One of the oldest methods of using biblical texts is ‘proof-texting’. This is when a specific text is used to legitimate or ‘prove’ a particular argument or position. The early Church fathers were fond of it and it can be frequently found in the writings of the Bible. It is therefore not surprising that most of the references to biblical texts today take this form. Particularly important texts are even referred to as ‘clobber texts’ (originally associated in relation to the homosexual debate) as they are known to deliver the knockout blow in a debate, thereby rendering the opposing side speechless. Follow any theological argument, whether that be abortion, sexual orientation, or female ministry (and countless others) and you will quickly begin to recognise each side’s favourite ‘clobber texts’.
As someone who makes a living from studying and lecturing on the Bible, I have to admit to finding proof-texting often rather irritating and unsatisfactory – whether that is Matthew’s use of them (although I do recognise they also have other functions), Justin Martyr’s or from a participant in the latest Facebook/Twitter argument. I do, however, accept that this practice has a long heritage and, like it or not, has a place within the community of faith. It is the trend towards clobber-texting that I find very concerning. Whereas proof-texting seeks to advance a scripture that neatly encapsulates a particular viewpoint (albeit in an often simplified shorthand form), clobber texts are often grabbed texts that are used to support an existing ideological view (in other words to argue that that viewpoint is ‘biblical’) and they are employed to shut down the debate. Anyone encountering an argument between two Christian positions will be familiar with this tactic.
‘Clobber-texting’ and Romans 13
The strategy of clobber-texting essentially weaponises the Bible. Viewing the Bible as a weapon of offence as well as defence will already be very familiar to some circles within the Church, as this language is used particularly by those Christian groups who foreground Paul’s metaphor in Ephesians 6:17 where he urges his readers to take up “the sword of the Spirit, which is the word [ῥῆμα – rēma] of God.” (Quite what Paul means by rēma is unclear, although, obviously, Paul would not have the New Testament in mind as much of it had not yet been written!) However, what is particularly concerning is the way this practice is increasingly being used, outside the faith community, to endorse and legitimate not theological positions but political ideologies and, in the Sessions-Romans 13 case, specific policies.
1Let every person be subject to the governing authorities; for there is no authority except from God, and those authorities that exist have been instituted by God. 2Therefore whoever resists authority resists what God has appointed, and those who resist will incur judgement. 3For rulers are not a terror to good conduct, but to bad. Do you wish to have no fear of the authority? Then do what is good, and you will receive its approval; 4for it is God’s servant for your good. But if you do what is wrong, you should be afraid, for the authority* does not bear the sword in vain! It is the servant of God to execute wrath on the wrongdoer. 5Therefore one must be subject, not only because of wrath but also because of conscience. 6For the same reason you also pay taxes, for the authorities are God’s servants, busy with this very thing. 7Pay to all what is due to them—taxes to whom taxes are due, revenue to whom revenue is due, respect to whom respect is due, honour to whom honour is due.
Romans 13:1-7 (NRSV)
Jeff Sessions’ reference to Romans 13 (and then Sarah Huckabee Sanders’ attempt to endorse Sessions’ reading) exemplifies the way the State (rather than the Church) is adopting this tactic to attempt to shut down political dissent – at least from those groups to whom the Bible is seen as authoritative. This use of the Bible becomes even more powerful within a climate where religious language is employed by Christian groups who actively support a political party or regime. If it is being claimed by certain sections of the Church that the state has been appointed by God (see for example Paula White’s comments), arguing against Romans 13 becomes even harder, as history has shown us.

......

--- EXERCISE OBJECTIVE ---
Reproduce word for word the part of the text on clobber-texting from "One of the oldest" to "favourite ‘clobber texts’.".

--- THE DATA ---
......

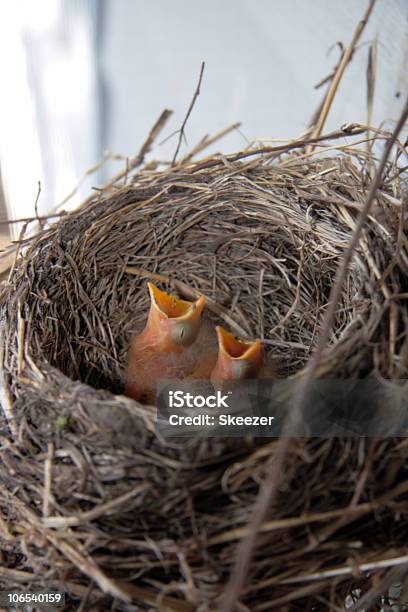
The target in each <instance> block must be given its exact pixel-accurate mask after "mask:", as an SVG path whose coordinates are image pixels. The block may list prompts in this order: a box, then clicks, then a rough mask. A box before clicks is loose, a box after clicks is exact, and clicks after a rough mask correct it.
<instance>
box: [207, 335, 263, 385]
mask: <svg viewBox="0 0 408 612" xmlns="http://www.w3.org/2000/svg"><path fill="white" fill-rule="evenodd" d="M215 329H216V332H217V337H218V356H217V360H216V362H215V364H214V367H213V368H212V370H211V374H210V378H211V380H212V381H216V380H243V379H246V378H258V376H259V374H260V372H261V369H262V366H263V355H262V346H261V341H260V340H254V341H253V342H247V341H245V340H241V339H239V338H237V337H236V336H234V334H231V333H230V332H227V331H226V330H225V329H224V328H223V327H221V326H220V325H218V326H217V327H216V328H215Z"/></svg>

......

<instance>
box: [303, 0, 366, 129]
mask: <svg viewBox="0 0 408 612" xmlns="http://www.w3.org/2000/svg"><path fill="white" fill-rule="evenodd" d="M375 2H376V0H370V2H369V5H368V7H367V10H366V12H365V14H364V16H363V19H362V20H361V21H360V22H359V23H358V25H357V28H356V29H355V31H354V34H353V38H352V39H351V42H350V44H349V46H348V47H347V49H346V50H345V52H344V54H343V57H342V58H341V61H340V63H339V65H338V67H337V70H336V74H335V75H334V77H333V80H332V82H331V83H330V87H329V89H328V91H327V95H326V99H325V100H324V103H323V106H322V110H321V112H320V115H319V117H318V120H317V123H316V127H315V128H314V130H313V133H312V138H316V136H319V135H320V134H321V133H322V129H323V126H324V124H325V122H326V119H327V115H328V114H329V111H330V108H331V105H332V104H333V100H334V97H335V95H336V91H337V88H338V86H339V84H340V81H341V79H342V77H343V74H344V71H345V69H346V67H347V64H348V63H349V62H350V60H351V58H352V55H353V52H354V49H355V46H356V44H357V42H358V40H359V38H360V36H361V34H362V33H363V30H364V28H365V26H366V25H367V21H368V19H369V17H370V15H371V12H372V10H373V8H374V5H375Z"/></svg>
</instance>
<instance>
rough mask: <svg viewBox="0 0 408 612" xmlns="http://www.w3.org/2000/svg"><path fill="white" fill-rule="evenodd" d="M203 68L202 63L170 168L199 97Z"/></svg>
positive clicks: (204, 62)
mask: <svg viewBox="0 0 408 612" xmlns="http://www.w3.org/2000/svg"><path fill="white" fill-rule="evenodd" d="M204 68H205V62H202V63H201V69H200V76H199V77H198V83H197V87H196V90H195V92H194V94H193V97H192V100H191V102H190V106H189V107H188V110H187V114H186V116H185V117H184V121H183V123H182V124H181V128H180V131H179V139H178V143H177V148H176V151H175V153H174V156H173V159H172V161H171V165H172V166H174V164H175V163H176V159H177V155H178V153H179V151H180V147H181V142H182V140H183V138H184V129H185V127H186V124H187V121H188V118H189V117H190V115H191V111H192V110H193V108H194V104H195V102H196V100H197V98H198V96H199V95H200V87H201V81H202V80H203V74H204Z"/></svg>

......

--- EXERCISE ANSWER ---
One of the oldest methods of using biblical texts is ‘proof-texting’. This is when a specific text is used to legitimate or ‘prove’ a particular argument or position. The early Church fathers were fond of it and it can be frequently found in the writings of the Bible. It is therefore not surprising that most of the references to biblical texts today take this form. Particularly important texts are even referred to as ‘clobber texts’ (originally associated in relation to the homosexual debate) as they are known to deliver the knockout blow in a debate, thereby rendering the opposing side speechless. Follow any theological argument, whether that be abortion, sexual orientation, or female ministry (and countless others) and you will quickly begin to recognise each side’s favourite ‘clobber texts’.